Exercise task 1.
In the household budget guide below, over what period should you average your pay if your monthly income isn't a fixed amount?

Page.

The best way to get a handle on your personal finances and minimize stress is to create and follow a household budget.  Having a budget is a good idea regardless of income level. The good news is that it’s pretty easy to create one. Just follow these steps.

Step 1. Calculate Your Total Income

First, determine how much you earn from your job every month. You want to know your net income and not your gross income. Your net income is the amount you bring home in your paycheck after all the government taxes and other deductions have been made.

Then, add on income you receive from other sources to live on such as from rental property. Knowing how much you have available to save and spend is the key.

If your income isn’t always a fixed amount every month, you can take your total pay for the last 3 to 6 months and just get the average over that period of time.

Wait, where is all this going?

Okay, here’s the deal. Your objective is to get a snapshot of your savings, income and expenses as they stand today. This will help you to identify areas where you can reduce expenses and save more money. Then, after analyzing each area, you’re going to create a household budget that you’ll follow going forward.

Step 2. Tally Your Expenses

Once you know how much money you have available to live on each month, you need to grab all your bills and statements from last month. This includes credit card statements, utility bills, checkbook, etc.

In a moment you’re going to separate them into fixed and variable expenses. But don’t panic, this is super easy.

Step 3. Create a Budget Spreadsheet Template

On a spreadsheet, you’re going to create an outline for listing your savings, income, and expenses. Here’s an example of a basic layout.

Savings
1.
2.
Total

Income
1.
2.
Total

Expenses
1.
2.
Total

Step 4. Complete the Spreadsheet

Breakdown your savings amounts into categories like these:

1. Roth IRA
2. Mutual Funds
3. Money Market Fund
4. Savings Account

(Note: If you have money automatically deducted from your paycheck to go into a 401k or other retirement funds, don’t list it here. We’re only dealing with what you do with your take home paycheck and money from other sources.)

Breakdown your income amounts into categories like these:

Remember to list only sources that you use to live on.

1. Salaries/Wages
2. Capital Gains/Interest Income
3. Real Estate Rental Income
4. Pension Income
5. Tax Refund Income
6. Other Income

Breakdown your expense amounts into these 4 major categories and their subcategories discussed further down the page:

1. Essential Fixed Expenses
2. Non-essential Fixed Expenses
3. Essential Variable Expenses
4. Non-essential Variable Expenses

What are Essential and Non-Essential Expenses?

We all spend money on things that we “need” and things that we “want” right? The essential things that we “need” are those related to living, work, and personal safety. Non-essential expenditures are the nice-to-have items.

It’s important that you make an honest assessment of your personal finances and which category your expenses fall into. Also, things that are essential for one person may not be essential for another.

Stored rows.
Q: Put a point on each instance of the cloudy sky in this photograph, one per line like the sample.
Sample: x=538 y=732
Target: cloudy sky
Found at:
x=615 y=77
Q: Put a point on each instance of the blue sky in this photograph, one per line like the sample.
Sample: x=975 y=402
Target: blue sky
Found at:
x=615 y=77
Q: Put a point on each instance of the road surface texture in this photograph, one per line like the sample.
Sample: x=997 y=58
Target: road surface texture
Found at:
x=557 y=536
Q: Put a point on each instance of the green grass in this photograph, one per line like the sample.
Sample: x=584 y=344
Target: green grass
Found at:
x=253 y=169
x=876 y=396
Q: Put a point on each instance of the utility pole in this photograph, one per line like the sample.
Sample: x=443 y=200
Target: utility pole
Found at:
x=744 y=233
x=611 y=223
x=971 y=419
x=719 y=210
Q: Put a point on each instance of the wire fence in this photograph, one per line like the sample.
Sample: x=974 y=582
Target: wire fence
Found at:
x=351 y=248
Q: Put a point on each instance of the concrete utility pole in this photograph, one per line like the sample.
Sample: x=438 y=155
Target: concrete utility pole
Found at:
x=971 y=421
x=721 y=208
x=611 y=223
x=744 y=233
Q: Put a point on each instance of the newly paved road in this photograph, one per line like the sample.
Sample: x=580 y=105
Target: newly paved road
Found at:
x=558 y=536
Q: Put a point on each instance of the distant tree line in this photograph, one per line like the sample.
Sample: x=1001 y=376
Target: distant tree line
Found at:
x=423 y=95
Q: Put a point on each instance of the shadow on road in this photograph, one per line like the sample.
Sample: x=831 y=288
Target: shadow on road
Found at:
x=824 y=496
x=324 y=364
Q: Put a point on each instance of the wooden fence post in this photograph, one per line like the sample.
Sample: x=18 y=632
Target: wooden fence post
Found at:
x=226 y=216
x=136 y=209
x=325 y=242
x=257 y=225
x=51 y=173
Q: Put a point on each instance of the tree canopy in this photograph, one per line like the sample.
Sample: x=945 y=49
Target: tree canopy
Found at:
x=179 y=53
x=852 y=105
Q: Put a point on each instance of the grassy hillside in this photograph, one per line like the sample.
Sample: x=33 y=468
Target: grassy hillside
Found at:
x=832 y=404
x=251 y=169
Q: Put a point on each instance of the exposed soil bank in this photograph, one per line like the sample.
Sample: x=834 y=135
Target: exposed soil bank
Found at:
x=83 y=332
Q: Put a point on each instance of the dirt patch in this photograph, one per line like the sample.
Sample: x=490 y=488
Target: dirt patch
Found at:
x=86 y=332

Exercise task 2.
Echo the rows above, starting at the line that contains "Q: Put a point on each instance of the green" and ending at the line that contains "x=852 y=105", with both of those lines included.

Final answer 1.
The last 3 to 6 months.

Final answer 2.
Q: Put a point on each instance of the green grass in this photograph, one per line like the sample.
Sample: x=584 y=344
Target: green grass
Found at:
x=253 y=169
x=876 y=396
Q: Put a point on each instance of the utility pole in this photograph, one per line like the sample.
Sample: x=443 y=200
Target: utility pole
Found at:
x=744 y=233
x=611 y=223
x=971 y=419
x=719 y=210
Q: Put a point on each instance of the wire fence in this photograph, one per line like the sample.
Sample: x=974 y=582
Target: wire fence
Found at:
x=351 y=248
Q: Put a point on each instance of the concrete utility pole in this photograph, one per line like the sample.
Sample: x=438 y=155
Target: concrete utility pole
Found at:
x=971 y=421
x=721 y=208
x=611 y=223
x=744 y=233
Q: Put a point on each instance of the newly paved road in this photograph, one per line like the sample.
Sample: x=580 y=105
Target: newly paved road
Found at:
x=558 y=536
Q: Put a point on each instance of the distant tree line in this photograph, one per line like the sample.
Sample: x=1001 y=376
Target: distant tree line
Found at:
x=423 y=95
Q: Put a point on each instance of the shadow on road in this photograph, one per line like the sample.
Sample: x=831 y=288
Target: shadow on road
Found at:
x=824 y=496
x=324 y=364
Q: Put a point on each instance of the wooden fence post in this photograph, one per line like the sample.
Sample: x=18 y=632
Target: wooden fence post
Found at:
x=226 y=216
x=136 y=209
x=325 y=242
x=257 y=225
x=51 y=173
Q: Put a point on each instance of the tree canopy in this photograph, one per line like the sample.
Sample: x=945 y=49
Target: tree canopy
Found at:
x=179 y=53
x=852 y=105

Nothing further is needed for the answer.